◆ EXERCISE ◆
Return the records exactly as they are.
▼
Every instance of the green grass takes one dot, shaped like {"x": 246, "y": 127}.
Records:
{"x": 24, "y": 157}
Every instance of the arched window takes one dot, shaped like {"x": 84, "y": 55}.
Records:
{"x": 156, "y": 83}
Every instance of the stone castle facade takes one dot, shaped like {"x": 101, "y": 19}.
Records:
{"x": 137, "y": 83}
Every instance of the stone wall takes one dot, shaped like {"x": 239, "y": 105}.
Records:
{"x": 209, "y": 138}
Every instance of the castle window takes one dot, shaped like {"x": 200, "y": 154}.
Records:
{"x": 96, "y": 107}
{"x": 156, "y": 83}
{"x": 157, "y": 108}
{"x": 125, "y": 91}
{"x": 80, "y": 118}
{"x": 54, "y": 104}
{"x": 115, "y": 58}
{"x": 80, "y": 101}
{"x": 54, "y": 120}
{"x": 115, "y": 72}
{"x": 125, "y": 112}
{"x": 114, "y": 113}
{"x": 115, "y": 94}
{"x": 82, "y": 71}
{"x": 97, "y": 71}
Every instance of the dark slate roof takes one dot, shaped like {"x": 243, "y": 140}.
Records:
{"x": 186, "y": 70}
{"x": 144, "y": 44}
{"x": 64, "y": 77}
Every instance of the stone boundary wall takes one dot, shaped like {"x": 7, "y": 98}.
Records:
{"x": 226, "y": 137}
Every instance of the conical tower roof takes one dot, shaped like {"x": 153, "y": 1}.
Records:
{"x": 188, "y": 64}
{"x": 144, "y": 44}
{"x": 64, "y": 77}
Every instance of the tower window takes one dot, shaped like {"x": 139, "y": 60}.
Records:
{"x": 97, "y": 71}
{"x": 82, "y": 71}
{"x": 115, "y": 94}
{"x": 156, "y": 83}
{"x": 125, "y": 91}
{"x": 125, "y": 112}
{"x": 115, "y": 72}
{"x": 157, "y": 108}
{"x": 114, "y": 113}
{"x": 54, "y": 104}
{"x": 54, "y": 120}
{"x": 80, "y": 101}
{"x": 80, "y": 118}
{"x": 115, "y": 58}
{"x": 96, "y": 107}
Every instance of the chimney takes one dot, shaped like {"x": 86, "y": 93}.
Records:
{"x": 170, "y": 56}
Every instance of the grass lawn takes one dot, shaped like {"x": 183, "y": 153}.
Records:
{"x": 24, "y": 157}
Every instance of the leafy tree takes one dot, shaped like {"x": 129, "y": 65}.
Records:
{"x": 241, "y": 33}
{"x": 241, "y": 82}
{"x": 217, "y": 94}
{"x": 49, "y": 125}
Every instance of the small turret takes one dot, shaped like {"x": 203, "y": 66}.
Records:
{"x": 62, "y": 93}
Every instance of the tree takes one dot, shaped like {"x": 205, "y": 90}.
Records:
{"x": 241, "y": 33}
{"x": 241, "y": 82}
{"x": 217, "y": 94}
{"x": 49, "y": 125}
▲
◆ EXPECTED OUTPUT ◆
Every instance of the green grass takes one dot, shaped like {"x": 246, "y": 127}.
Records:
{"x": 24, "y": 157}
Every instance of the arched window takes one dot, shaped like {"x": 84, "y": 55}.
Records:
{"x": 156, "y": 83}
Every instance of the stone castle facade takes one dot, shaped like {"x": 101, "y": 19}.
Records:
{"x": 137, "y": 83}
Every instance of the stone wall takes one dot, shaped like {"x": 239, "y": 105}.
Records:
{"x": 209, "y": 138}
Every instance of the castle window takes one dot, shaped like {"x": 200, "y": 154}.
Records:
{"x": 96, "y": 107}
{"x": 156, "y": 83}
{"x": 157, "y": 108}
{"x": 125, "y": 91}
{"x": 80, "y": 118}
{"x": 54, "y": 104}
{"x": 115, "y": 58}
{"x": 80, "y": 101}
{"x": 54, "y": 120}
{"x": 115, "y": 72}
{"x": 125, "y": 112}
{"x": 114, "y": 113}
{"x": 115, "y": 94}
{"x": 82, "y": 71}
{"x": 97, "y": 71}
Every instance of the dark slate roof takes one dot, shaped like {"x": 243, "y": 140}.
Records:
{"x": 186, "y": 70}
{"x": 144, "y": 44}
{"x": 64, "y": 77}
Every instance of the stone boundary wall takes one dot, shaped like {"x": 7, "y": 98}.
Records:
{"x": 226, "y": 137}
Every instance of the conical tower roof takes one dot, shaped like {"x": 153, "y": 1}.
Records:
{"x": 188, "y": 64}
{"x": 144, "y": 44}
{"x": 64, "y": 77}
Every instance of the tower window takes one dot, shaped like {"x": 139, "y": 60}.
Records:
{"x": 97, "y": 71}
{"x": 82, "y": 71}
{"x": 115, "y": 94}
{"x": 156, "y": 83}
{"x": 125, "y": 91}
{"x": 125, "y": 112}
{"x": 115, "y": 72}
{"x": 157, "y": 108}
{"x": 114, "y": 113}
{"x": 54, "y": 104}
{"x": 54, "y": 120}
{"x": 80, "y": 101}
{"x": 80, "y": 118}
{"x": 115, "y": 58}
{"x": 96, "y": 107}
Every instance of the chimney takes one dot, shaped like {"x": 86, "y": 93}.
Records:
{"x": 170, "y": 56}
Every instance of the grass lawn takes one dot, shaped like {"x": 183, "y": 153}.
Records:
{"x": 24, "y": 157}
Every instance of the leafy tree takes one dot, shaped like {"x": 129, "y": 65}.
Records:
{"x": 241, "y": 33}
{"x": 241, "y": 82}
{"x": 217, "y": 94}
{"x": 49, "y": 125}
Every instance of the small turret takes one dot, shaped like {"x": 203, "y": 66}.
Records:
{"x": 62, "y": 93}
Every instance of the tree takes one dot, shaped like {"x": 205, "y": 90}.
Records:
{"x": 241, "y": 33}
{"x": 241, "y": 82}
{"x": 217, "y": 94}
{"x": 49, "y": 125}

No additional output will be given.